• **EXERCISE INPUTS**:
+--
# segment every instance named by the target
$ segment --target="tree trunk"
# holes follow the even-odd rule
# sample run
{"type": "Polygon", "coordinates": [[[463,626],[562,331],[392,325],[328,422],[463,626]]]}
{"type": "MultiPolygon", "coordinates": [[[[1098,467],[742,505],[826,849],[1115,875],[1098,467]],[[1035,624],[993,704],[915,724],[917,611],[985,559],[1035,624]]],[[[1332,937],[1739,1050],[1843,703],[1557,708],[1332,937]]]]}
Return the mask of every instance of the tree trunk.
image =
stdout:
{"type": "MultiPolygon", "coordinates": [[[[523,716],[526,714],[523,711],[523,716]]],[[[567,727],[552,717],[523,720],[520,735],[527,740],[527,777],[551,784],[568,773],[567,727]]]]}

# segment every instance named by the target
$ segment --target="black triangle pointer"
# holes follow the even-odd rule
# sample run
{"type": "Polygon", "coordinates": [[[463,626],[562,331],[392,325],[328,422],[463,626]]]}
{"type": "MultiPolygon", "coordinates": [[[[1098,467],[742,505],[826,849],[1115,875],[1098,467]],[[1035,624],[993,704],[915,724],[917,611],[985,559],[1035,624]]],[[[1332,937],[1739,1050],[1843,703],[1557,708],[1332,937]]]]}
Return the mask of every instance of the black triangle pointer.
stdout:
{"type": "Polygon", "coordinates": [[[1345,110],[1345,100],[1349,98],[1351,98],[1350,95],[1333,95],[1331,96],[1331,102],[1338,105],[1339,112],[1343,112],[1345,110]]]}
+--
• **EXERCISE REQUIREMENTS**: Would you set down every entry again, exactly?

• **ANSWER SECTION**:
# segment every instance named by the target
$ segment --target="tree trunk"
# holes follow the even-odd rule
# sample run
{"type": "Polygon", "coordinates": [[[463,626],[562,331],[392,325],[328,422],[463,626]]]}
{"type": "MultiPolygon", "coordinates": [[[[1098,467],[742,505],[826,849],[1115,875],[1098,467]],[[1035,624],[993,704],[915,724],[917,611],[985,559],[1035,624]]],[[[1332,937],[1739,1050],[1843,703],[1557,708],[1332,937]]]]}
Return the mask of every instance of the tree trunk.
image =
stdout:
{"type": "MultiPolygon", "coordinates": [[[[523,716],[526,714],[523,711],[523,716]]],[[[567,727],[552,717],[523,720],[520,735],[527,740],[527,777],[551,784],[568,773],[567,727]]]]}

# segment every instance named by the target
$ segment --target="black triangle pointer"
# holes follow the even-odd rule
# sample run
{"type": "Polygon", "coordinates": [[[463,626],[562,331],[392,325],[328,422],[463,626]]]}
{"type": "MultiPolygon", "coordinates": [[[[1098,467],[742,505],[826,849],[1115,875],[1098,467]],[[1035,624],[993,704],[915,724],[917,611],[985,559],[1035,624]]],[[[1332,937],[1739,1050],[1843,703],[1557,708],[1332,937]]]]}
Return the mask of every instance of the black triangle pointer.
stdout:
{"type": "Polygon", "coordinates": [[[1345,110],[1345,100],[1349,98],[1351,98],[1350,95],[1333,95],[1331,96],[1331,102],[1338,105],[1339,112],[1343,112],[1345,110]]]}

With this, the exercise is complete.